>> BEGIN LISTING
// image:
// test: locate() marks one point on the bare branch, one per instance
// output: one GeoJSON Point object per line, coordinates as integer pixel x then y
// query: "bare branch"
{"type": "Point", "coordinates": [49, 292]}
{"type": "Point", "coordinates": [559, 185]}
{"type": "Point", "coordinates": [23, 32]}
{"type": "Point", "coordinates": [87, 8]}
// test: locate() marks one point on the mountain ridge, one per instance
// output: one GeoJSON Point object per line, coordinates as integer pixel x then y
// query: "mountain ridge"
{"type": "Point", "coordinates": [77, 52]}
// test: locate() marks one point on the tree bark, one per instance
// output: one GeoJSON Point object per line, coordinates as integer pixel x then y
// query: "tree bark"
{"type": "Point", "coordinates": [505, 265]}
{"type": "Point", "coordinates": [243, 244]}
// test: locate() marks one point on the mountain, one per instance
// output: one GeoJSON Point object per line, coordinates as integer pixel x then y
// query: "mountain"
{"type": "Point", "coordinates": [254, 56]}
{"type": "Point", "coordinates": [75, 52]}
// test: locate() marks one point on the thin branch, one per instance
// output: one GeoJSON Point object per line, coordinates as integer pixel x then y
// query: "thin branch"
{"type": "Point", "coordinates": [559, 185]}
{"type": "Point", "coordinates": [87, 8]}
>> END LISTING
SET EXERCISE:
Scale the data above by reproducing every line, comment lines included, and multiplying each coordinate in the Point objects by 0.35, rounded to the nearest integer with halves going up. Leave all other text and formatting as is.

TASK RESPONSE:
// image:
// test: locate() marks one point on the bare branch, one per instance
// output: one GeoJSON Point object per line, coordinates as integer pixel x then y
// query: "bare branch"
{"type": "Point", "coordinates": [17, 102]}
{"type": "Point", "coordinates": [196, 65]}
{"type": "Point", "coordinates": [8, 11]}
{"type": "Point", "coordinates": [30, 3]}
// test: locate() marks one point on the mountain ridge, one per instance
// output: one GeoJSON Point object per line, coordinates as integer pixel x then y
// query: "mountain ridge"
{"type": "Point", "coordinates": [27, 18]}
// test: locate() marks one point on the tree bark, one per instance
// output: one GeoJSON Point object per line, coordinates as integer pixel x then y
// query: "tree bark"
{"type": "Point", "coordinates": [177, 93]}
{"type": "Point", "coordinates": [85, 85]}
// test: locate() marks one point on the mountain, one per instance
// output: one GeoJSON Point object per line, coordinates as integer pixel x then y
// query: "mountain"
{"type": "Point", "coordinates": [89, 20]}
{"type": "Point", "coordinates": [26, 18]}
// test: locate() marks one point on the thin branch, one per instance
// output: one GeoJSON Point object per line, coordinates as integer pixel x then y
// query: "thin branch"
{"type": "Point", "coordinates": [196, 65]}
{"type": "Point", "coordinates": [30, 3]}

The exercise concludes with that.